* Source text:
-- START --

Home > Best Practices > Pipelines & Data Movement

🔄 Pipelines & Data Movement¶

Last Updated: 2026-04-15 | Version: 2.0 Status: ✅ Final | Maintainer: Documentation Team

📑 Table of Contents¶

Overview
ETL vs ELT Decision Framework
Copy Activity Optimization
Load Patterns
Pipeline Performance Optimization
Pipeline Patterns for Large Tables
Sink Optimization
Error Handling and Retry
Performance Benchmarks
Best Practices Checklist
Related Documents

📋 Overview¶

This guide covers best practices for data movement in Microsoft Fabric, including ETL vs ELT patterns, copy activity optimization, and different load strategies (full, incremental, CDC).

Pipeline with Copy Activity

Source: Microsoft Learn - Copy Data Activity

⚖️ ETL vs ELT Decision Framework¶

Comparison¶

Aspect	ETL (Extract-Transform-Load)	ELT (Extract-Load-Transform)
Transform Location	Source/staging	Destination (Lakehouse/Warehouse)
Best For	Complex pre-processing	Large volumes, Spark transforms
Tools	Dataflows, gateway	Pipelines + Spark/SQL
Performance	Gateway limited	Scales with capacity
Complexity	Moderate	Lower initial, higher transform

Decision Tree¶

flowchart TD
    A[Data Movement Need] --> B{Data Volume}
    B -->|< 1 GB| C{Complex Transform?}
    B -->|1-100 GB| D{Transform Complexity}
    B -->|> 100 GB| E[ELT Pattern]

    C -->|Yes| F[ETL with Dataflow]
    C -->|No| G[Direct Copy]

    D -->|Simple| H[Copy + SQL Transform]
    D -->|Complex| I[Copy + Spark Transform]

    E --> J[Copy to Bronze]
    J --> K[Spark Transform]

    F --> L[Target: Lakehouse/Warehouse]
    G --> L
    H --> L
    I --> L
    K --> L

Recommended Pattern: ELT for Fabric¶

For most Fabric workloads, ELT is preferred:

1. EXTRACT: Copy raw data to Bronze lakehouse
2. LOAD: Land in Delta format
3. TRANSFORM: Use Spark notebooks or Warehouse SQL

Benefits: - Leverages Fabric compute scaling - Reduces gateway load - Enables data replay from Bronze - Supports incremental processing

📋 Copy Activity Optimization¶

Parallel Copy Configuration¶

Use Copy Assistant

Source: Microsoft Learn - Copy Data Activity

{
  "name": "OptimizedCopyActivity",
  "type": "Copy",
  "typeProperties": {
    "source": {
      "type": "SqlServerSource",
      "partitionOption": "DynamicRange",
      "partitionSettings": {
        "partitionColumnName": "ModifiedDate",
        "partitionUpperBound": "2024-12-31",
        "partitionLowerBound": "2024-01-01"

-- END --

* Set of tasks:
A) In the data movement guide, reproduce the passage that begins with "This guide covers" and ends after "(full, incremental, CDC).", word for word.
B) Pull out every line in the entries below that contains the string "excavator".

* Extracted information:
-- START --

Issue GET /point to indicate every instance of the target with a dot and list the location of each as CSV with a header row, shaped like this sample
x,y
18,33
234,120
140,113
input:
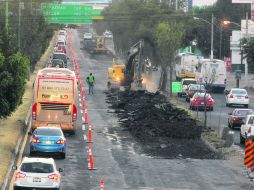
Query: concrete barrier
x,y
226,134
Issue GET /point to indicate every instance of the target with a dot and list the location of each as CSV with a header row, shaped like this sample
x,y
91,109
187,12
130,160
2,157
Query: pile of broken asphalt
x,y
161,128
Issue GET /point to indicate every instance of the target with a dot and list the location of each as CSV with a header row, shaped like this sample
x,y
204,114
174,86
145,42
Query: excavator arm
x,y
134,64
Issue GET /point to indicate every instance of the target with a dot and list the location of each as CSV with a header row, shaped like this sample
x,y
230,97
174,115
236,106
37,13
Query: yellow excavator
x,y
116,74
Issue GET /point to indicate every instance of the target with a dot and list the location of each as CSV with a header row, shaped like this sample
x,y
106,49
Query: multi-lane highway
x,y
119,159
216,119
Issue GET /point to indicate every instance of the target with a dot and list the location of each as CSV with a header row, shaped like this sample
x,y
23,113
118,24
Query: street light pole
x,y
6,15
212,37
220,41
19,26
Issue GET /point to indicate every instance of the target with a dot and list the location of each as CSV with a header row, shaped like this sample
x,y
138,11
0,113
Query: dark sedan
x,y
235,119
192,89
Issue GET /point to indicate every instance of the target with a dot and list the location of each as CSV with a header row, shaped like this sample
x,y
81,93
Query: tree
x,y
169,38
248,50
13,73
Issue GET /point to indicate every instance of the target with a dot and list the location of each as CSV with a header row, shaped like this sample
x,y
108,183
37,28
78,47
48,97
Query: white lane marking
x,y
83,127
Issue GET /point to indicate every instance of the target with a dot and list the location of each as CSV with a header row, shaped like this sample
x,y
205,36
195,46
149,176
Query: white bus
x,y
55,96
213,72
185,65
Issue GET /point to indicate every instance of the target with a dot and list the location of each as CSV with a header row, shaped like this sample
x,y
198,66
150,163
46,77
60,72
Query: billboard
x,y
241,1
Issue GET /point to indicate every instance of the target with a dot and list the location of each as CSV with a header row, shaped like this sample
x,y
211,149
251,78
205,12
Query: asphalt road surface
x,y
119,159
218,118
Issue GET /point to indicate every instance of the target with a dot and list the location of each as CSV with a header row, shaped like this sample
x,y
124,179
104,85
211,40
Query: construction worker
x,y
90,81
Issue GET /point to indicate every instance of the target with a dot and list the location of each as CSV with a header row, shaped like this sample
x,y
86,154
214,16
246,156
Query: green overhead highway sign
x,y
176,87
69,13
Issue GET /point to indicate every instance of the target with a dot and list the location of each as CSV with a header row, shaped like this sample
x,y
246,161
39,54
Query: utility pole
x,y
247,36
220,41
6,15
212,37
19,26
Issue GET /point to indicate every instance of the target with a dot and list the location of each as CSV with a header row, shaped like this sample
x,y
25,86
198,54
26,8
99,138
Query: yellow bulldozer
x,y
116,74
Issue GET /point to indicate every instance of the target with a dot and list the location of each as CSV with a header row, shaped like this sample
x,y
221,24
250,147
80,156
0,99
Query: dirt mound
x,y
163,129
150,115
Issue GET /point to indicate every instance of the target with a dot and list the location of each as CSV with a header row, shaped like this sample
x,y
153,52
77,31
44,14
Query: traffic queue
x,y
54,112
199,98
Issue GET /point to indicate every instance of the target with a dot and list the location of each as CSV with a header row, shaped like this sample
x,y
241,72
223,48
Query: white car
x,y
88,36
62,32
36,173
247,128
237,96
108,34
185,83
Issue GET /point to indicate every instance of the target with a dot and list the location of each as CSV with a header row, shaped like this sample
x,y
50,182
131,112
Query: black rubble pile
x,y
149,115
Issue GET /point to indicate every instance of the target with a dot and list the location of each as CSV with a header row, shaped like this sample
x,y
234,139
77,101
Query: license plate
x,y
48,142
36,179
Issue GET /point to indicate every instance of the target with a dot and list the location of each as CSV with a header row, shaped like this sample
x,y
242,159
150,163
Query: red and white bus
x,y
55,97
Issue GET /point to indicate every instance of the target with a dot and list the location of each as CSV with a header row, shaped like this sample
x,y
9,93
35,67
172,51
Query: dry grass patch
x,y
12,128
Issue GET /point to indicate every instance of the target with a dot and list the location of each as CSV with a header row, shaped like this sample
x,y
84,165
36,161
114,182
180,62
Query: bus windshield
x,y
55,90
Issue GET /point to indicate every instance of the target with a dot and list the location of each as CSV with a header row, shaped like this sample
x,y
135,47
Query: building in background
x,y
201,3
238,63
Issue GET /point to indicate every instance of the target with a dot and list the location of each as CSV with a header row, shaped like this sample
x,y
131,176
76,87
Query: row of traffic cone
x,y
84,107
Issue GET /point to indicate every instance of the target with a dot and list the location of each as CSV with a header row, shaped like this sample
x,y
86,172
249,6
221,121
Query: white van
x,y
185,83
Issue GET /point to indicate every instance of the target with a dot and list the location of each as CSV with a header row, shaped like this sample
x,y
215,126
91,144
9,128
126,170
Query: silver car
x,y
237,96
37,173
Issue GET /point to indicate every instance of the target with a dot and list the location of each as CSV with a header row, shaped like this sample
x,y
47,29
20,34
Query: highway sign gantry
x,y
176,87
69,13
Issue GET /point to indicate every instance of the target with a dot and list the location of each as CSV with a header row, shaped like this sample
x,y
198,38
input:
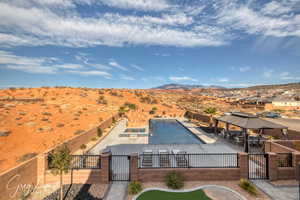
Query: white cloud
x,y
27,64
182,78
137,67
154,5
117,65
268,73
288,76
126,77
41,26
245,69
44,65
253,20
223,80
92,72
275,8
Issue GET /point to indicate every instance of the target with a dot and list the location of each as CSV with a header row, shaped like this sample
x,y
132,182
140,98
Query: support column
x,y
134,168
42,166
243,165
227,128
296,161
216,126
246,145
272,166
105,167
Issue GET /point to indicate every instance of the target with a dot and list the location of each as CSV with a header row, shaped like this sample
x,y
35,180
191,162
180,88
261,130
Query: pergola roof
x,y
249,121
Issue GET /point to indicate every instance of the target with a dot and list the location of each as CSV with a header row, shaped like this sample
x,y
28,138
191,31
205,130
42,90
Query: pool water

-- END --

* Responses to the exercise:
A)
This guide covers best practices for data movement in Microsoft Fabric, including ETL vs ELT patterns, copy activity optimization, and different load strategies (full, incremental, CDC).

B)
Query: excavator arm
Query: yellow excavator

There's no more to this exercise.